Напечатайте дословно часть воспоминаний о писателях: начните с места, где стоят слова «Наконец пришла жена», и остановитесь после слов «делал это деликатно.».

» **Фрагмент страницы**
⁂
Однажды накануне какого-то парада я взял билеты на трибуну для ленинградских писателей. Я жил в центре на ул. Рубинштейна (б. Троицкая), и всем было удобно брать билеты у меня. Я их оставил в вестибюле, у нашего швейцара, очень толкового уже пожилого мужичка, которого мы все звали Лука, т. к. в своих интонациях он имел сходство с горьковским Лукой. А. Н. Толстой заехал за билетами и, подойдя, сказал Луке:
— Мне билеты оставлены?
— Пожалуйста! — сказал Лука, быстро оглядев его и роясь в конвертах. — Лев Николаевич будете?
— Почему Лев Николаевич? — опешил Толстой — Я Алексей Николаевич.
— Братец будете? — с успокоительной интонацией произнес Лука.
На это Алексей Николаевич ничего не ответил, взял билеты и ушел.
В. Ермилов [18] пьяным пришел домой вместе с Павленко [19] на Лаврушинский. Павленко пытался доставить его наверх по лестнице. Сели в лифт. По дороге лифт испортился. Ермилова оставили и вызвали жену его вести домой. Но жена не смогла его вытащить и оставила в лифте. После 12 везде погасили электричество, и часа в 4 ночи Ермилов очнулся, лампочка чуть-чуть освещала окружающее. Ермилов увидел сетку и почувствовал себя запертым в клетку. Испугавшись, начал выть звериным голосом. Все спали: пока сбежались, он чуть не сошел с ума.
Наконец пришла жена и увела его домой.
Бунин был, как большинство писателей, либерал, чуть ли не социалист, но он постоянно подчеркивал чистоту своей крови, происхождения, но делал это деликатно.
Свирский [20] рассказывал, как Бунин читал «Анну Каренину», перечеркивал, исправлял.
⁂
(Сохранённые записи)

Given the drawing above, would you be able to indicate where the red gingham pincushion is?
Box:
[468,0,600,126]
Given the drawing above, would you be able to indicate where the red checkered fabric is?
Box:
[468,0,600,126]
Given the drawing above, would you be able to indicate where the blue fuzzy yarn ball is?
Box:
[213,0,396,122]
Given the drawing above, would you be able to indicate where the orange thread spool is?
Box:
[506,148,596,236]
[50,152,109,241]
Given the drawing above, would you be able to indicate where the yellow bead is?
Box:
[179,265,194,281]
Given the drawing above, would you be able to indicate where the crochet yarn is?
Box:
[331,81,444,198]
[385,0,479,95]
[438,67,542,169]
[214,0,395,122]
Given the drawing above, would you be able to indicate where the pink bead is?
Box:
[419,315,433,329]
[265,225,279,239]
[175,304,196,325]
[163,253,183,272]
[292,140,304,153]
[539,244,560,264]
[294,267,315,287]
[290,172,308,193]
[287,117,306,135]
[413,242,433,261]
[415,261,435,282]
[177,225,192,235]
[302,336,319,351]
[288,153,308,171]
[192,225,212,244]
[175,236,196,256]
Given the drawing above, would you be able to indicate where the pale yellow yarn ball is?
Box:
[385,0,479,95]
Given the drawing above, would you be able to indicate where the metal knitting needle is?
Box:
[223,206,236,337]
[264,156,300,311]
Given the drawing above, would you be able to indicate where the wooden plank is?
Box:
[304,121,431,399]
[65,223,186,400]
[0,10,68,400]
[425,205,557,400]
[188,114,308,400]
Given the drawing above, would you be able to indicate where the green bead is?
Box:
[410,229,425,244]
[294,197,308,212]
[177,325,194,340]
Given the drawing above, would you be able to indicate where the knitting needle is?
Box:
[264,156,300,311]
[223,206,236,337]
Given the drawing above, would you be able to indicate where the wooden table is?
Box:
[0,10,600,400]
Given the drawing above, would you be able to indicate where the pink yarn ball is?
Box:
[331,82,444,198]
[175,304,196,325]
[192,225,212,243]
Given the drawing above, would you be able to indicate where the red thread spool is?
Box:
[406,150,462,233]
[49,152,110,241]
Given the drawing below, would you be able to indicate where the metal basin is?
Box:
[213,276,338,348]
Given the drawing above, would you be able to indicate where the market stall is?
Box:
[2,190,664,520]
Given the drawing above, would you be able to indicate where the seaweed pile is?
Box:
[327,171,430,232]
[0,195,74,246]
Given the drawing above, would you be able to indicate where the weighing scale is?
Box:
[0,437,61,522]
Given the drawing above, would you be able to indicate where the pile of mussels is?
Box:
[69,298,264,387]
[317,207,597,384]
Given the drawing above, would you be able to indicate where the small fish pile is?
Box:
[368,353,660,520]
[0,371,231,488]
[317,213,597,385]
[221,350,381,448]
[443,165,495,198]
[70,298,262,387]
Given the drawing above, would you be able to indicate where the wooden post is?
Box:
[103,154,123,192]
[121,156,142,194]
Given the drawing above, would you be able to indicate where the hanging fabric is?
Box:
⁂
» **Решение**
Наконец пришла жена и увела его домой.
Бунин был, как большинство писателей, либерал, чуть ли не социалист, но он постоянно подчеркивал чистоту своей крови, происхождения, но делал это деликатно.